# Task instructions:
a – In the text about the preliminary gas bubble experiment, at what temperature were no gas bubbles produced?
b – Pick up the text about the preliminary gas bubble experiment from its last sentence and continue it.

My Preliminary Experiment:
My preliminary experiment allowed me to identify faults in my plan and alter them for the real experiment. I needed to work out which temperatures I could count the gas bubbles at, and found that at the temperature of 60ºc, none were produced. Therefore, I made the maximum temperature 50ºc. Following this, I tested the lowest temperature I could make the water, and decided 10ºc was the lowest yet most practical temperature. I then chose to record the number of gas bubbles within 30 seconds at 10ºc, 20ºc, 30ºc, 40ºc and 50ºc. After testing these temperatures, I was left with these prelimary results:
I decided upon conducting five separate temperature readings, and three repeats per temperature. Therefore, there is a sufficient number of readings which enable me to see the trend and correlation – from the time given. I chose to have three repeats as it wouldn't take a lot of time and there are other results to compare with.

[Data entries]
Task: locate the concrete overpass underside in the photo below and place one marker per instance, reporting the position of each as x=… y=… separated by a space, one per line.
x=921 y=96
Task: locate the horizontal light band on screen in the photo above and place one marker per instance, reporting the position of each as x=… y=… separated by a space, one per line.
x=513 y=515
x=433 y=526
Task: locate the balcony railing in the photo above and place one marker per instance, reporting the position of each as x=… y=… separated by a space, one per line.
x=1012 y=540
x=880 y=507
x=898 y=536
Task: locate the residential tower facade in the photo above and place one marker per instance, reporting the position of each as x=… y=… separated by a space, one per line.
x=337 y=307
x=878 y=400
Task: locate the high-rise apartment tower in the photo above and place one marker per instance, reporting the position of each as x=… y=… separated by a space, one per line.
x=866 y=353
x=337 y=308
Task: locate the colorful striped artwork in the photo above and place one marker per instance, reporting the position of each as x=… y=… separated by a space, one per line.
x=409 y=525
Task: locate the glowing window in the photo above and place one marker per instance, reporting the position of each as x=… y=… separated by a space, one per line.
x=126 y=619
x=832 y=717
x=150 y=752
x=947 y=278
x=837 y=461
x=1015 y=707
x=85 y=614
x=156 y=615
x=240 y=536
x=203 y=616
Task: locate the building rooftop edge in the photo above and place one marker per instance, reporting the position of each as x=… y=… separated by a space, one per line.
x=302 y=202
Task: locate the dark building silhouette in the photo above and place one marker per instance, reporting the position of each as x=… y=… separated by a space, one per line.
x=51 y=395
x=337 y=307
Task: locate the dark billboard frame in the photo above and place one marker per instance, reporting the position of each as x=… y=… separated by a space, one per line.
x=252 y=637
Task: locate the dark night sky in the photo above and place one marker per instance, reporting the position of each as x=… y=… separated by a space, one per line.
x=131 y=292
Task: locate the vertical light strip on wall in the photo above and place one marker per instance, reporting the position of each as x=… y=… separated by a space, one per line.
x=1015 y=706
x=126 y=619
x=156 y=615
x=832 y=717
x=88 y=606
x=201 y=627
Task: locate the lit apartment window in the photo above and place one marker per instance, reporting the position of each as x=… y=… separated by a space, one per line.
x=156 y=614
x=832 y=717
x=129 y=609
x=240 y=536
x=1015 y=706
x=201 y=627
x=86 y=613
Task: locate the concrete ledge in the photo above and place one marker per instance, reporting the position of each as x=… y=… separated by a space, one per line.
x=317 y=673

# Exercise results:
a – At 60ºc.

b –
Final Results:
On seeing my results, I am proud to say they are very reliable, I conducted my experiment with care and only had one outlier, which was roughly 50% higher than the previous results, which I quickly identified and re-tested. Given that elodea is a living thing, and does not produce uniform results, I'm not worried about it. Enzymes can stop working and denature when they get too hot, but my results show that they still function at 50ºc. There is a positive correlation between temperature and the number of bubbles produced, and each temperature had repeated results which ranged no more than 5 bubbles.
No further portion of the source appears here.